All’interno il caldo è sahariano e certo non giova una massiccia presenza femminile di livello medio-alto, con picchi di eccellenza davvero dolosi. La struttura interna dell’edifico è molto suggestiva e il fatto di avere i Carpacho! che ti guardano le spalle accresce la sensazione di essere parte (anche se ci si è dimenticati la cravattina a casa) di un piccolo grande mondo musicale che celebra il rito collettivo del pop nell’entusiasmo dei suoi adepti e sacerdoti minori. Gli Editors fanno un’entrata tutt’altro che trionfale e attaccano subito da dove tutto in fondo era cominciato due anni fa, da quella “Lights” che apriva “The Back Room”, con i suoi “I’ve got a million things to say” mitragliati sul pubblico delle prime file.
Il concerto prosegue alternando canzoni del primo e del secondo album e gli Editors dimostrano una padronanza pressoché assoluta del proprio repertorio, con riproposizioni talmente simmetriche e precise da rasentare quasi la pedanteria. Si compone così una sorta di piccolo greatest hits live che inanella le varie “An End has a start”, “Bones”, “All Sparks”, “Bullet”, “Spiders”, “The Racing Rats” e si concede il lusso di un paio di inediti (per lo meno sui due album), il secondo dei quali, nel bis, abbastanza intrigante.

Righe del dataset -
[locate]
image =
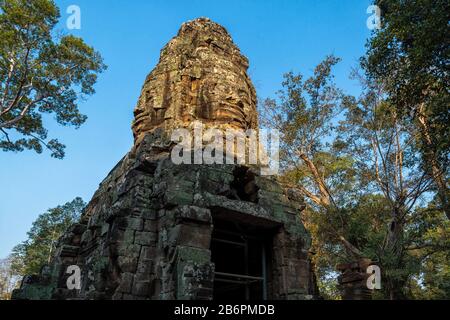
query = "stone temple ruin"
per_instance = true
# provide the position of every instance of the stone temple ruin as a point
(157, 230)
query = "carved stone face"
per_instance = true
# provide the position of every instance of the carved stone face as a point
(201, 76)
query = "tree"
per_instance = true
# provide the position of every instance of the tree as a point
(382, 145)
(29, 256)
(356, 162)
(40, 75)
(8, 280)
(410, 56)
(305, 114)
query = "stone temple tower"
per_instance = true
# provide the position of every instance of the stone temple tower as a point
(159, 230)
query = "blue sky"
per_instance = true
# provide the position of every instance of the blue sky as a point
(276, 36)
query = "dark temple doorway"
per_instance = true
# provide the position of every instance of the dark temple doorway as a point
(242, 263)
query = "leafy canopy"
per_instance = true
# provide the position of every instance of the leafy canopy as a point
(40, 73)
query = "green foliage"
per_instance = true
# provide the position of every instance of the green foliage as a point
(410, 57)
(356, 162)
(40, 75)
(29, 256)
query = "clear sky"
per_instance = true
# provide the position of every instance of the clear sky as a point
(276, 36)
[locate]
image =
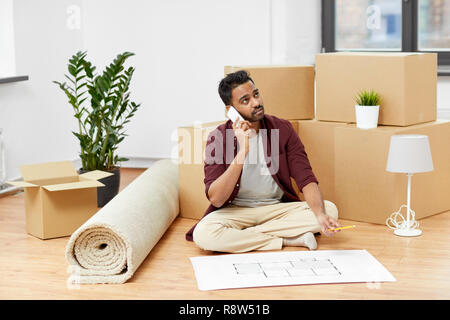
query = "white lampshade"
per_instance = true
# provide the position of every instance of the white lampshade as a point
(409, 153)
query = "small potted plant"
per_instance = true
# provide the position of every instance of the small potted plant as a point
(102, 106)
(367, 109)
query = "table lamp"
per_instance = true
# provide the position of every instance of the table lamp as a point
(408, 153)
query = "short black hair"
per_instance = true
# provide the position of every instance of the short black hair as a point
(231, 81)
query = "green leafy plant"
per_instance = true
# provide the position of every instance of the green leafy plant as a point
(368, 98)
(102, 106)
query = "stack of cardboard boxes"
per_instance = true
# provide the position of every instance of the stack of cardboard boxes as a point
(349, 162)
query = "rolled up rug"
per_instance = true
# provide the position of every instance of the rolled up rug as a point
(111, 245)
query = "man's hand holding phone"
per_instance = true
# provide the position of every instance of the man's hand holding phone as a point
(241, 129)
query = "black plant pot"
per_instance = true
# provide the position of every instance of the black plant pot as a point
(111, 188)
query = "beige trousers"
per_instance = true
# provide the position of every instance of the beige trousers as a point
(240, 229)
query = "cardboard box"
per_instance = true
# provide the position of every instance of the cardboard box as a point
(318, 139)
(287, 91)
(366, 192)
(58, 200)
(191, 151)
(406, 82)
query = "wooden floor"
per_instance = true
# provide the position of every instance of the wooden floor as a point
(35, 269)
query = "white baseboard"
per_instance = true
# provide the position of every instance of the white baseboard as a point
(6, 188)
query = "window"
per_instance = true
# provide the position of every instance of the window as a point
(387, 25)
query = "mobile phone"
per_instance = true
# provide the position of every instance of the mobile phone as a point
(234, 116)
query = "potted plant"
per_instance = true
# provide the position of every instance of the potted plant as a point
(102, 106)
(367, 109)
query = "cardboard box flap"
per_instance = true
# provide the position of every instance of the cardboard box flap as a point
(48, 170)
(74, 185)
(22, 184)
(96, 175)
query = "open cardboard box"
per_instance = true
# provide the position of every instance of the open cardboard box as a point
(57, 199)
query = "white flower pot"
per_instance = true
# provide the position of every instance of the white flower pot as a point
(367, 116)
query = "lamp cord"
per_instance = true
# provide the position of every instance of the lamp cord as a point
(397, 221)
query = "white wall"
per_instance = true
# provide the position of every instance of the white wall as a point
(35, 116)
(7, 55)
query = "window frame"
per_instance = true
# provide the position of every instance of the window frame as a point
(409, 31)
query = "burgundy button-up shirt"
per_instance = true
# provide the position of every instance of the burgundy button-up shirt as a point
(284, 154)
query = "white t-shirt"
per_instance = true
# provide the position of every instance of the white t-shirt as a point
(258, 188)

Elenco dei compiti -
1. Per favore, rispondi a queste domande sulla recensione del concerto degli Editors:
(a) Com'è definito il caldo all'interno?
(b) Con quale canzone attaccano subito gli Editors?
(c) Quanti inediti si concede il concerto?
2. Prosegui la recensione del concerto degli Editors a partire dalla sua ultima frase.
Le righe del dataset sono materiale a sé, separato dalla recensione del concerto degli Editors.

Risposte per compito -
1.
(a) Sahariano.
(b) Con "Lights".
(c) Un paio.

2.
Appare così chiaro che cosa siano gli Editors nel panorama rock attuale: una voce e una chitarra. Tutta l’esibizione si è infatti risolta in una conversazione tra il cantante Tom Smith e la chitarra di Chris Urbaniwicz. Il primo, insolitamente riccioluto e sottilmente denutrito ma assai dinamico, saltella, si contorce annodando le braccia in una camicia di forza immaginaria (ma forse è solo stretching), si rassetta di continuo i capelli, cambia spasmodicamente chitarra alla fine di ogni canzone, in un paio di occasioni si inerpica addirittura sul pianoforte come un novello Bruce Springsteen, coinvolge costantemente il pubblico (nel quadro comunque di un’esibizione molto aperta e partecipativa) e soprattutto dà sfoggio di una voce davvero invidiabile. Urbanowicz, da parte sua, sventaglia nell’aria le linee infuocate della sua contraerea chitarristica di scuola U2, rimanendo sempre molto fedele alle partiture originali, evitando di avventurarsi in regioni dell’anima troppo imprevedibili e pericolose.
La batteria appare invece un po’ legnosa, mentre il basso si attesta su un lavoro di sponda diligente ma puntuale e laborioso. Il pubblico risponde con battimani e cori imperiosi, la musica è più d’impatto che d’atmosfera (non per niente tutte le ballate più lente, alcune per altro tra le cose migliori degli Editors, vengono accantonate) e la differenza con gli zii newyorchesi Interpol non potrebbe essere più ampia.

“Munich” viene riproposta con un intro rallentato per esplodere poi abbastanza prevedibilmente qualche minuto dopo, con un trucchetto da vecchia volpe rock degno di un Liga qualunque, “Smokers Outside The Hospital Doors” (prima canzone dell’ultimo album) viene proposta nel bis, e ci si aspetterebbe che il concerto possa finire così, da un fine che è un inizio e da un inizio che è una fine, invece a chiudere è “Fingers In The Factories”, all’insegna del brit-rock più classico e schitarrante.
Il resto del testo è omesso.